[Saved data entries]
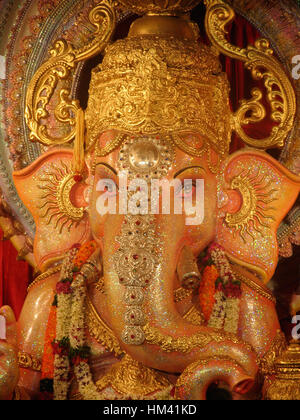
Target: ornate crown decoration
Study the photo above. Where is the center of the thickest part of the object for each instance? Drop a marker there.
(156, 85)
(160, 80)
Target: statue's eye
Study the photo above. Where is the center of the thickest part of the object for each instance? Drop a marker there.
(108, 186)
(188, 189)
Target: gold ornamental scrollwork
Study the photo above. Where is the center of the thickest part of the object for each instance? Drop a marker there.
(264, 66)
(59, 67)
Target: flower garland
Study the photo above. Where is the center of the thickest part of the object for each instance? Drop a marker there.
(69, 345)
(220, 291)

* [Aim of the task]: Swap "Drop a marker" for "Place a pin" everywhere in the lines above and write them out again with nothing else changed. Leave the pictures out.

* [Solution to the problem]:
Target: ornate crown decoration
Study the photo above. Where is the center of the thickest part of the object for each instance? Place a pin there.
(156, 85)
(160, 80)
Target: statue's eye
Study the photo above. Where is the center of the thickest part of the object for each instance? Place a pin there.
(108, 186)
(188, 189)
Target: gold ornamental scrollwork
Study the photo above. Where is the center of the thickest part of the object for each instance? Place a pin there.
(264, 66)
(59, 67)
Target: flower garland
Study the photo above. Where is the center of the thickest part of the object for each instance? Place a pin there.
(69, 345)
(220, 291)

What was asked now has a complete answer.